Que lui trouvent-elles toutes à Platonov ? Un temps sous le charme de cet énigmatique personnage, c’est la question qui finit par nous tarauder dans la dernière partie du spectacle. Réussite absolue de la mise en scène de Rodolphe Dana par le collectif « Les Possédés » que de nous faire progressivement décoller de la fascination de tous les personnages pour ce Platon miniature, jusque dans sa déchéance. C’est l’histoire donc… d’une dépossession ?
Platonov c’est cet instituteur déchu, ce Don Juan lâche et génial en même temps. Il aime toutes les femmes qui le lui rendent bien. Sophia, l’amour de jeunesse réchauffé, Maria, l’amoureuse haineuse, la petite Sacha, l’épouse simple et bien sûr Anna l’aristocrate ravageuse. Montrer le désir plutôt que l’ennui, c’est le parti original de Rodolphe Dana dans son adaptation au théâtre de la Colline. Tous dans la pièce aiment quelqu’un ou quelque chose (à défaut d’être humain il y a l’argent), au point qu’on en viendrait presque à vouloir nous aussi compter fleurette à notre voisin de siège. Mais derrière l’énigme Platonov, c’est toute une société qui assiste à sa lente déchéance et à la perte de ses illusions. Voilà une de ces grandes pièces qui disent la fin d’un monde, la mort des pères. On pense à Lagarce (que le collectif affectionne particulièrement) ou Thomas Mann. Une première œuvre pourtant, écrite dans les années 1870 par un Tchekhov âgé de 18 ans à peine, longtemps considérée comme injouable par sa longueur.
Et ils jouent pourtant, faisant de cette pièce foisonnante, contradictoire, une force. Dans un espace ouvert, fond de scène apparent, tous les comédiens sont dans l’œil du spectateur. On les voit ainsi se lever, entrer dans la lumière et une fois passée leur réplique, continuer leur vie muette de personnage. Ce décor sans bord, cette énergie de troupe nous frappent tout d’abord.

● **EXERCICE ÉCRIT**
Écrivez la suite de la critique de Platonov, en reprenant juste après sa dernière phrase.

● **DONNÉES ENREGISTRÉES**

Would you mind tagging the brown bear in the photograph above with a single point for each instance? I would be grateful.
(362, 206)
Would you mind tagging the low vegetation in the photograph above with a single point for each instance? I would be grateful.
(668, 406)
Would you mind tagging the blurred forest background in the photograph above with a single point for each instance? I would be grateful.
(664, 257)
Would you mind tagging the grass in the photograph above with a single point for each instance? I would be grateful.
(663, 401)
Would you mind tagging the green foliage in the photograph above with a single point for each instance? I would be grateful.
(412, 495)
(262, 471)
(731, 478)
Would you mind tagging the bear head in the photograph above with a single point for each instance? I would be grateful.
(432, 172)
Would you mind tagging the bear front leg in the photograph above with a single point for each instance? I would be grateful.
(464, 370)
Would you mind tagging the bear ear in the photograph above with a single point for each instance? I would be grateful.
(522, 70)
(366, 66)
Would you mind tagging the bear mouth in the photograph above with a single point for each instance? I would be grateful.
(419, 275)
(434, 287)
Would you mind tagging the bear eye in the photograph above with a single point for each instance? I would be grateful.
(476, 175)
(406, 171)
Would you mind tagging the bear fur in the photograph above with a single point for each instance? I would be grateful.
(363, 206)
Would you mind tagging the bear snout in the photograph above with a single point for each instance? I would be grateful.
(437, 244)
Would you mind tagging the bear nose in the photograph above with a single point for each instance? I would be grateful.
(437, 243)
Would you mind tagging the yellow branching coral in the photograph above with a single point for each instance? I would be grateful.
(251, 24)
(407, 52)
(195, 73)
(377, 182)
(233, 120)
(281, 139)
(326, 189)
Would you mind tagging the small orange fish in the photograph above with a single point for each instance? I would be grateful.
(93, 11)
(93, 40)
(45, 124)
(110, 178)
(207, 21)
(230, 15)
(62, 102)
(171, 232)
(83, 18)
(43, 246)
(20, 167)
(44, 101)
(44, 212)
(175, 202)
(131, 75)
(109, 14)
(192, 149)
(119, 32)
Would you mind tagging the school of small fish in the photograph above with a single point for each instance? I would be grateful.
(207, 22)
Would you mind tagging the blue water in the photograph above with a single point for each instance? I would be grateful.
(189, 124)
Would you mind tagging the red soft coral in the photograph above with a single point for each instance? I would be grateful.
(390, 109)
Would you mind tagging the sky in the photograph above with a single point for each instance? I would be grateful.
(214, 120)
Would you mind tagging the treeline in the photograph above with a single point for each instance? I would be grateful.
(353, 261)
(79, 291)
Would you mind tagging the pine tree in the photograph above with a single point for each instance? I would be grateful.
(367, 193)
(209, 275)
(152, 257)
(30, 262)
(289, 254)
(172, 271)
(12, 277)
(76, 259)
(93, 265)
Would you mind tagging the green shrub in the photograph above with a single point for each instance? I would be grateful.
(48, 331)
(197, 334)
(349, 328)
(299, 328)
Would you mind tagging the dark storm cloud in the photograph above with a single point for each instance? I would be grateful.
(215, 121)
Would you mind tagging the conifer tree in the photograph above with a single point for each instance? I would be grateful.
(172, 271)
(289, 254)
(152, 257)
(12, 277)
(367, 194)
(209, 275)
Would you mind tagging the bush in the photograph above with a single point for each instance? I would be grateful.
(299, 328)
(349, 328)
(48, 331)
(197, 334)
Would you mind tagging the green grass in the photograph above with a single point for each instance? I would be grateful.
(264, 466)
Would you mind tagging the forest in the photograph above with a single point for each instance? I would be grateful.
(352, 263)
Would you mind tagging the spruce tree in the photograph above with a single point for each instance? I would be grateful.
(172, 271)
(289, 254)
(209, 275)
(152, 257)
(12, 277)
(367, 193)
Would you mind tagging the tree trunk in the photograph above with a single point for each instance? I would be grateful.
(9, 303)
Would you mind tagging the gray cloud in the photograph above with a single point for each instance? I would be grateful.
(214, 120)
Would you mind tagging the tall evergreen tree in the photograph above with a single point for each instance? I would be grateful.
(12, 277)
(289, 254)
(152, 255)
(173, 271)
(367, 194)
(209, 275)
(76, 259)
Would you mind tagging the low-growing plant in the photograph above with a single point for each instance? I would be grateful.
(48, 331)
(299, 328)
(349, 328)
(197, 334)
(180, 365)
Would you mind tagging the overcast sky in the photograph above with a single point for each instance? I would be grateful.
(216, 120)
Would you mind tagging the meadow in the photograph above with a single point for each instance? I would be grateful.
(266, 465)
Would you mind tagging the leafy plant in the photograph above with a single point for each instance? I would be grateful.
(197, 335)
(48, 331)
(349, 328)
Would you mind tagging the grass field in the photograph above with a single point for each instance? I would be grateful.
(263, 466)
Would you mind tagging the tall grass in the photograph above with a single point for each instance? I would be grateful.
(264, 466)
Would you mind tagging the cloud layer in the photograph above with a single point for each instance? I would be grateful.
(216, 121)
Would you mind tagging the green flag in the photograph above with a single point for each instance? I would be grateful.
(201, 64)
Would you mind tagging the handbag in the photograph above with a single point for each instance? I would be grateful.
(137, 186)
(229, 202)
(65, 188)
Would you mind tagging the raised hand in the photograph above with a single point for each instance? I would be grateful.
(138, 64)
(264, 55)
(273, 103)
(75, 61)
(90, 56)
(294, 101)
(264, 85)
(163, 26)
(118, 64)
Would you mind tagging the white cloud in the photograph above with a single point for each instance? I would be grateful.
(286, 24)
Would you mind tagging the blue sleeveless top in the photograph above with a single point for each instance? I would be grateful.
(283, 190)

● **RÉSULTAT DE L'EXERCICE**
On capte des instants de vie, des échanges tantôt drôles, pathétiques, philosophiques, presque oniriques au milieu de meubles, tapis qui se transforment en tapisseries silvestres. Et un beau moment d’émotion lorsque la chanson Far from any road est jouée sur scène (l’envoûtant générique de la non moins envoûtante série True Detective), un feu d’artifice et une bouteille d’eau déversée accompagnent des personnages en quête de lumière et d’apaisement. Que dire également de la tentative de suicide de Sacha délaissée, quand poésie et émotion nous saisissent ? Malgré quelques longueurs dans la première partie, les comédiens sont tous incroyables (un léger doute sur leur capacité à se faire entendre parfois pour les spectateurs au fond de l’imposante salle de la Colline). Nul besoin de faire l’éloge d’Emmanuelle Devos dont le talent n’est plus à démontrer. Elle nous séduit dans ce personnage d’Anna Pretovna qu’on appelle La Générale, aristocrate déchue et sans le sou, qui rit lorsqu’elle voudrait pleurer et nous entraîne dans sa folle quête de vitalité.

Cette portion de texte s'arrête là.